**SOURCE DATA**

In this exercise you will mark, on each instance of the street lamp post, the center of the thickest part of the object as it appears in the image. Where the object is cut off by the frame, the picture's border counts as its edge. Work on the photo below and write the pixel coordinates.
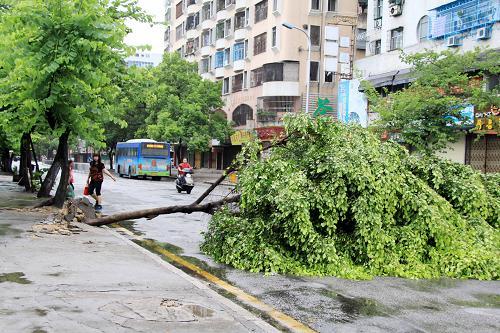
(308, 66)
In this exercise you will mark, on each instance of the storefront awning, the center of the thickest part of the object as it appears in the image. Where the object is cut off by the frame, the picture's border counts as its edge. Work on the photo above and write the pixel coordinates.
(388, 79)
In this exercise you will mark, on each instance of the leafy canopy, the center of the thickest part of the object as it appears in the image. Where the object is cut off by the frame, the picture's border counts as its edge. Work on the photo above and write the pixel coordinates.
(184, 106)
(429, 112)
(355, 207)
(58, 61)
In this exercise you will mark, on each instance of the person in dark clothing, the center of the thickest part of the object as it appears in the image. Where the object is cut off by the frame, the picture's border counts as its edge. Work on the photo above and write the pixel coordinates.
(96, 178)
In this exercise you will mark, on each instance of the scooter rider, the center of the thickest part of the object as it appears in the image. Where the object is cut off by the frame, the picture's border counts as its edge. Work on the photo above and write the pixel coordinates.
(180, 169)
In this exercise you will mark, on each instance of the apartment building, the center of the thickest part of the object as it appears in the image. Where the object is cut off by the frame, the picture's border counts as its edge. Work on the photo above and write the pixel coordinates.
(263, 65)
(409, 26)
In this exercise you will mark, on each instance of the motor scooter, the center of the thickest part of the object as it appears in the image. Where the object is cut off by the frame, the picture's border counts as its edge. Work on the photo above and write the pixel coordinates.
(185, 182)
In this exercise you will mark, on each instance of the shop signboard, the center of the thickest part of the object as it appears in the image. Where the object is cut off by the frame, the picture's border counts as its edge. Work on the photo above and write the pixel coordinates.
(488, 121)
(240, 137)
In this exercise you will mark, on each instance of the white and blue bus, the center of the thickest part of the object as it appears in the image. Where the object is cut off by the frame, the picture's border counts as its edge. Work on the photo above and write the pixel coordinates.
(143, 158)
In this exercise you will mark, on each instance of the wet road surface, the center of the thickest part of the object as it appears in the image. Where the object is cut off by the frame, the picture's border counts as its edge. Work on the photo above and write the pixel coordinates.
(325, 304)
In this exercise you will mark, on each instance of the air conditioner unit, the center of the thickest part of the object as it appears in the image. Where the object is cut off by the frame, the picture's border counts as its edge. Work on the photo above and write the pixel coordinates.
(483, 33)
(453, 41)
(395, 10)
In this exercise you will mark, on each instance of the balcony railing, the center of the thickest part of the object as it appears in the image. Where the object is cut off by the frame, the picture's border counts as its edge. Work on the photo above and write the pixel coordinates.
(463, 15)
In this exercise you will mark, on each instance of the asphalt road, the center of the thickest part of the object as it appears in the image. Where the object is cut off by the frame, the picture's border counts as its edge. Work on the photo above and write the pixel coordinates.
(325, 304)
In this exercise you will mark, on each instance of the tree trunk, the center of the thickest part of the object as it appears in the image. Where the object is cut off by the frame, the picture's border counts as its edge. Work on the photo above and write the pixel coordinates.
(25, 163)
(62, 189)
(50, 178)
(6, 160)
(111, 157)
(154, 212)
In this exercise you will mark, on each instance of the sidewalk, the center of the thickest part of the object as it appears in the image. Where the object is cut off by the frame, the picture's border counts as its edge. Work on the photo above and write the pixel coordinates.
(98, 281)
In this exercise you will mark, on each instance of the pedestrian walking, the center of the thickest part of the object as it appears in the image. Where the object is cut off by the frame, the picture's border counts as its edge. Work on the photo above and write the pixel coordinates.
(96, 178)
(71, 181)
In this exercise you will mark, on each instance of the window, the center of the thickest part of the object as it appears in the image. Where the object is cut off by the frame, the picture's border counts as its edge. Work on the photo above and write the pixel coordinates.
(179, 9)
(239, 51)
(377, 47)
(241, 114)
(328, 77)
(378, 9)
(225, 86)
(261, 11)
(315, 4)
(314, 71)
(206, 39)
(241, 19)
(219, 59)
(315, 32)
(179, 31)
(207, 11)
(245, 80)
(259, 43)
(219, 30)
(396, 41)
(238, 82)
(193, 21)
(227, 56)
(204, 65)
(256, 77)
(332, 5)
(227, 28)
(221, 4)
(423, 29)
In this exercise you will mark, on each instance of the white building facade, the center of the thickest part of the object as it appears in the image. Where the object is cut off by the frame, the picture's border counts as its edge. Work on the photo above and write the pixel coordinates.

**PROBLEM DESCRIPTION**
Set down the material once more, exactly, with the pictures omitted.

**ANSWER TO THE EXERCISE**
In this exercise you will mark, on each instance of the street lamp post, the center of the thickest part of the object as it appears in the image. Where the object is cut off by the frame, the picture's border counts as its edge. Work on the photo below and write the pixel coordinates.
(308, 66)
In this exercise you will mark, on each instance of the storefront awning, the center of the thickest part of the object as it appears in the image. Where the object is cut off by the frame, the picture's border counts as its edge. Work on the photo above and write the pixel coordinates.
(388, 79)
In this exercise you will mark, on each instance of the leafy canopy, the center of the thickest part of the object as it appears in the image. Where the object is cut off by the frame, the picture's border counts as its edge. Work on the photo above and write the pixel coordinates.
(184, 106)
(429, 112)
(355, 207)
(58, 61)
In this exercise you will mark, on each instance of the person in dark clothing, the center of the thickest part of the object as it appears in the image. Where the object is cut off by the frame, the picture's border counts as its edge. Work on the photo above and write the pixel coordinates.
(96, 178)
In this exercise you will mark, on each instance of the scooter rider, the center of the thickest part of the object as it appears in the image. Where the object is cut off by the frame, the picture's border counts as its edge. Work on the photo above and write the pixel coordinates.
(180, 169)
In this exercise you will mark, on each instance of the apartment building, the center of the thickest part of the object as it appears in the image. Where the object is cut off by the frame, the picture's border counts as its edge. Work on the photo above and write the pixel coordinates.
(263, 65)
(409, 26)
In this exercise you will mark, on each instance of the motor scooter, the center of the thickest part of the object as it appears in the image. Where the object is cut off by the frame, the picture's border counts as its edge. Work on the photo above and write the pixel coordinates.
(185, 182)
In this exercise you will mark, on each instance of the shop signboard, the center of the thickest part of the object as it appears in the image. Where the object is cut off by the frame, the picture's border counts as its edge. Work on the photo above and write the pixel coordinates.
(488, 121)
(240, 137)
In this exercise you will mark, on each instance of the white and blue bus, the center of the thickest part of the object as it appears in the image. Where the object is cut off by the frame, the picture's border counts as its edge. Work on the photo above and write the pixel coordinates.
(143, 158)
In this exercise you will mark, on each instance of the wet road surface, the center of the thickest part of the object as it appears in the image. Where the object is cut off by the frame, the picture's border counts as its edge. Work on the photo above and write the pixel coordinates.
(325, 304)
In this exercise you will mark, on each instance of the air conditioner unit, the center of the thickest part of the object as it appears in the image. Where the object is cut off by the frame, the picture's border counts as its edge. Work on the photo above and write the pixel coordinates.
(483, 33)
(453, 41)
(395, 10)
In this exercise you will mark, on each instance of the balcony railing, the center of the thickest part of the object as it appears in the image. Where the object is cut off by the frame, the picture's border counts as its edge. Work on the photo above and write the pixel coordinates.
(463, 15)
In this exercise you will mark, on each instance of the asphalt road, the center of the thickest part of the object as it appears in the image. Where the object is cut off by the frame, the picture's border counts as its edge. Work on the photo above and write the pixel coordinates.
(325, 304)
In this exercise you will mark, on each instance of the tree trunk, the center of the thickest part of the object as it appears in the image. Where the object is cut off by the frame, the picture's border counts as its edge. Work on the photo above and write the pixel coordinates.
(25, 163)
(62, 189)
(50, 178)
(6, 160)
(111, 157)
(154, 212)
In this exercise you will mark, on each instance of the sidewalk, the center of the thickest part of the object as it appears in the image. Where the object is cut off by the frame, the picture's border counts as its edge. Work on the photo above and write the pixel coordinates.
(98, 281)
In this exercise you will mark, on each instance of the pedestrian walking, the center of the thickest part of the object as it appears in the image. Where the object is cut off by the frame, the picture's border counts as its edge. Work on the photo above and write the pixel coordinates.
(96, 178)
(71, 181)
In this exercise you will mark, on each instance of the window, the center of the thickest part of the object as it appears in the image. Where the object is cut off by the frame, the picture's border counts as its edge. Work on the photo above and write the pixel coordinates.
(179, 9)
(239, 51)
(377, 47)
(241, 114)
(328, 77)
(378, 9)
(225, 86)
(261, 11)
(315, 4)
(314, 71)
(206, 39)
(241, 19)
(219, 59)
(315, 32)
(179, 31)
(207, 11)
(245, 80)
(259, 43)
(219, 30)
(396, 41)
(238, 82)
(193, 21)
(227, 56)
(204, 65)
(256, 77)
(332, 5)
(227, 28)
(221, 4)
(423, 29)
In this exercise you will mark, on each instance of the white building facade, the center of the thickest part of the object as it appears in the image. Where the object is cut off by the frame, the picture's border counts as its edge. Work on the photo above and write the pixel coordinates.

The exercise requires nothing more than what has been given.